- Prompt
Please express every line of the listing below as a JSON list of strings, one string per line, leaving out blank lines.

-------- Provided records

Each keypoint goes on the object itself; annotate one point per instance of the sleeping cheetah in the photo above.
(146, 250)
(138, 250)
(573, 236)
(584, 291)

----------------

- Answer to this task
[
  "Each keypoint goes on the object itself; annotate one point per instance of the sleeping cheetah in the photo above.",
  "(146, 250)",
  "(138, 250)",
  "(573, 236)",
  "(584, 291)"
]